§ **SELECTED EXCERPT**:
+ + +

Ex-Nevada deputy AG arrested for 1972 Waikīkī homicide
RENO, Nev. — A former deputy Nevada attorney general who ran for the state Supreme Court and was later affiliated with the infamous Mustang Ranch brothel has been arrested in Reno as a suspect in a 1972 homicide in Hawaiʻi.
Tudor Chirila Jr., 77, was being held Thursday in the Washoe County Jail without bail on a charge of being a fugitive from another state.
In a criminal complaint accusing Chirila of second-degree murder, Honolulu police said DNA evidence linked him to the fatal stabbing of 19-year-old Nancy Anderson.
The Honolulu Star-Advertiser first reported that Chirila was arrested Wednesday — five decades after police say he stabbed the teen more than 60 times and left her body in her Waikīkī apartment on Jan. 7, 1972. Anderson had moved to Hawaiʻi in October 1971 and was working at a McDonald's restaurant after graduating from high school the year before in Bay City, Michigan, the newspaper said.
It wasn’t immediately clear if Chirila had an attorney or will be appointed one. Jail records don’t indicate when he’s scheduled to make his initial court appearance.

+ + +

§ **SUPPLIED RECORDS**:
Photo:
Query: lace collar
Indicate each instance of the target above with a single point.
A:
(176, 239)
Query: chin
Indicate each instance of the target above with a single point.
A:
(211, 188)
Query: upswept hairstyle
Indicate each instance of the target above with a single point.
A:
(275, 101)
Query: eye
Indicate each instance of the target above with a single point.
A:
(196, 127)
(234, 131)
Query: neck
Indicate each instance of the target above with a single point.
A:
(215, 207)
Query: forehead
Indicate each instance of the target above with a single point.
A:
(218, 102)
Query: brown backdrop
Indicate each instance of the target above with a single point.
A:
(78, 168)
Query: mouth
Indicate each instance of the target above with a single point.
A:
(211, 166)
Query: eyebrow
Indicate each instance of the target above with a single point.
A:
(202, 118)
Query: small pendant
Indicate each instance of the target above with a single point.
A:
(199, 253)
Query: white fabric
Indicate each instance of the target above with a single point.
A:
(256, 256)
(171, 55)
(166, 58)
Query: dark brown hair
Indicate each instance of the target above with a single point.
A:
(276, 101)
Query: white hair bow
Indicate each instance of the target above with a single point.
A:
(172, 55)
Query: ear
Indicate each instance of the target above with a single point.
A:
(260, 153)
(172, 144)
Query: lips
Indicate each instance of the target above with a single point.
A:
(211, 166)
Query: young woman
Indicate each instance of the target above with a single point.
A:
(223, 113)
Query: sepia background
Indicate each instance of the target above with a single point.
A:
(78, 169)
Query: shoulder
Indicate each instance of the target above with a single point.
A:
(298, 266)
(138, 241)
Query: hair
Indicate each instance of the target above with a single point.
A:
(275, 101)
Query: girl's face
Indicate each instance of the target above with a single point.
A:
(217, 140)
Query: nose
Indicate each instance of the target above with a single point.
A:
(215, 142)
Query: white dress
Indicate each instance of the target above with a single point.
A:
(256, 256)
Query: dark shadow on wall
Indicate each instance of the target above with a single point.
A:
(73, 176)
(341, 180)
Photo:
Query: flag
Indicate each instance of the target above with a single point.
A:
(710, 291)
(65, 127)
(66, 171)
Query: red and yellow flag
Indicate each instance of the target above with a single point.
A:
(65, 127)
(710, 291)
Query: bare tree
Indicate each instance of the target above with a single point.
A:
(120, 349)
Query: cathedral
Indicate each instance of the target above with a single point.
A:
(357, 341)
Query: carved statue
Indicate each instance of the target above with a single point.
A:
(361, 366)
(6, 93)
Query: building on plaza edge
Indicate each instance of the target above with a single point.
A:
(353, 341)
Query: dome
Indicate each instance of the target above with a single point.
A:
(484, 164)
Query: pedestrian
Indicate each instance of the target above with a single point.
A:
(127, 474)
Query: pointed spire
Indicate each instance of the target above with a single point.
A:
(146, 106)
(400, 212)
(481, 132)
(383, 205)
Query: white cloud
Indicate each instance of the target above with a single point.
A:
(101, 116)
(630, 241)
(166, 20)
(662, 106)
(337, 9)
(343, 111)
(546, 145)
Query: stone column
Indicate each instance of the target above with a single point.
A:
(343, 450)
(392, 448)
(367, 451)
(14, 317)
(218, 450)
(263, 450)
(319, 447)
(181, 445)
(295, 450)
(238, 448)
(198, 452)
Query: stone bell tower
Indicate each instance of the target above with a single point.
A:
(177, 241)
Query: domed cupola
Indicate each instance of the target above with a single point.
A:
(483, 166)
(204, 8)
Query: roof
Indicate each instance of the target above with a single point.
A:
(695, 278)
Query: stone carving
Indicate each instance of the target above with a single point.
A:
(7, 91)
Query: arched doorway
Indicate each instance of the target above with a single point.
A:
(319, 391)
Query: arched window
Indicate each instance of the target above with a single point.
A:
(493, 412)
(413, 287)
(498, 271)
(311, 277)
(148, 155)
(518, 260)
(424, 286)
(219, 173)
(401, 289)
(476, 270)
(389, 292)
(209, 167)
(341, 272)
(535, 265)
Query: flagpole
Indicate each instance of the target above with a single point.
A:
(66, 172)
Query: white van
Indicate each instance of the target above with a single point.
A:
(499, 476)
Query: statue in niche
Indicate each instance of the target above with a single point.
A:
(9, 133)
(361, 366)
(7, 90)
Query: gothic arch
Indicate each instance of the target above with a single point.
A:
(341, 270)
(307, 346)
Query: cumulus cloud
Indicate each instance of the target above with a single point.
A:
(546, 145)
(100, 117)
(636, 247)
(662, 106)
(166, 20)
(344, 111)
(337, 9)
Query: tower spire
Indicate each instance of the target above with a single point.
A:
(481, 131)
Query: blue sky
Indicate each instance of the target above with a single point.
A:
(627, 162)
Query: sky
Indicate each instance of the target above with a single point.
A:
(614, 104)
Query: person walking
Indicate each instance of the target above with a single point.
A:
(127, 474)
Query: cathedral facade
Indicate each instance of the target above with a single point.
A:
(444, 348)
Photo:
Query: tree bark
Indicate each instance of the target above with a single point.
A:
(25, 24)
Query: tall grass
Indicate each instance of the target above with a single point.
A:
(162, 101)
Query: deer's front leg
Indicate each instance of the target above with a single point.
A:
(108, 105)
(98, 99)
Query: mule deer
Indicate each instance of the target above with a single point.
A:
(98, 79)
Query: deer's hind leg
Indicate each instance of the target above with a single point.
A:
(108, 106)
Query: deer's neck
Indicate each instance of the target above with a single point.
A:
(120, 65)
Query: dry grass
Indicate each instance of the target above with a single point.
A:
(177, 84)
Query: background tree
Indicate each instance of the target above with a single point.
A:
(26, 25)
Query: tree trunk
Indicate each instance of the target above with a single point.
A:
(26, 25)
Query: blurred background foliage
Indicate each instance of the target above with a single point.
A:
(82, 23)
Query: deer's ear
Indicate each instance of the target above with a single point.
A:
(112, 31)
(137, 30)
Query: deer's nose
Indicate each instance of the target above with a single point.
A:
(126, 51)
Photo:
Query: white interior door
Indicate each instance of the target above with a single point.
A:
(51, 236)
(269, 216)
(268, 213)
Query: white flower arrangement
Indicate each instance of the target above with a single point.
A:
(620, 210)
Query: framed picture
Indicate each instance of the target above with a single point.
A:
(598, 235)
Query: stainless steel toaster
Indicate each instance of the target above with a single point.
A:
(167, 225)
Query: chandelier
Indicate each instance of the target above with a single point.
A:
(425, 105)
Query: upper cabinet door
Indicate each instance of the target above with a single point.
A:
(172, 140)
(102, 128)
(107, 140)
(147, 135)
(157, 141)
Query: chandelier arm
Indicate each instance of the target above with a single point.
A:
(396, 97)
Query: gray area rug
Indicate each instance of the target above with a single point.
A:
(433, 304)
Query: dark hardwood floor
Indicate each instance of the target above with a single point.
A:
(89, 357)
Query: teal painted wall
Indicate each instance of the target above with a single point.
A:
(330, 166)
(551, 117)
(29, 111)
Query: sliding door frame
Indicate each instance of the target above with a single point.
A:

+ + +

§ **TASK REQUIREMENTS**:
Using the article on the 1972 Waikīkī homicide, answer:
(a) In which jail is Chirila held, and on what charge?
(b) What evidence do Honolulu police say tied him to the stabbing?
(c) In what town did Nancy Anderson graduate from high school?
Answer from the article about the 1972 Waikīkī homicide only, ignoring the data.

§ **EXERCISE RESULT**:
(a) The Washoe County Jail, on a charge of being a fugitive from another state.
(b) DNA evidence.
(c) Bay City, Michigan.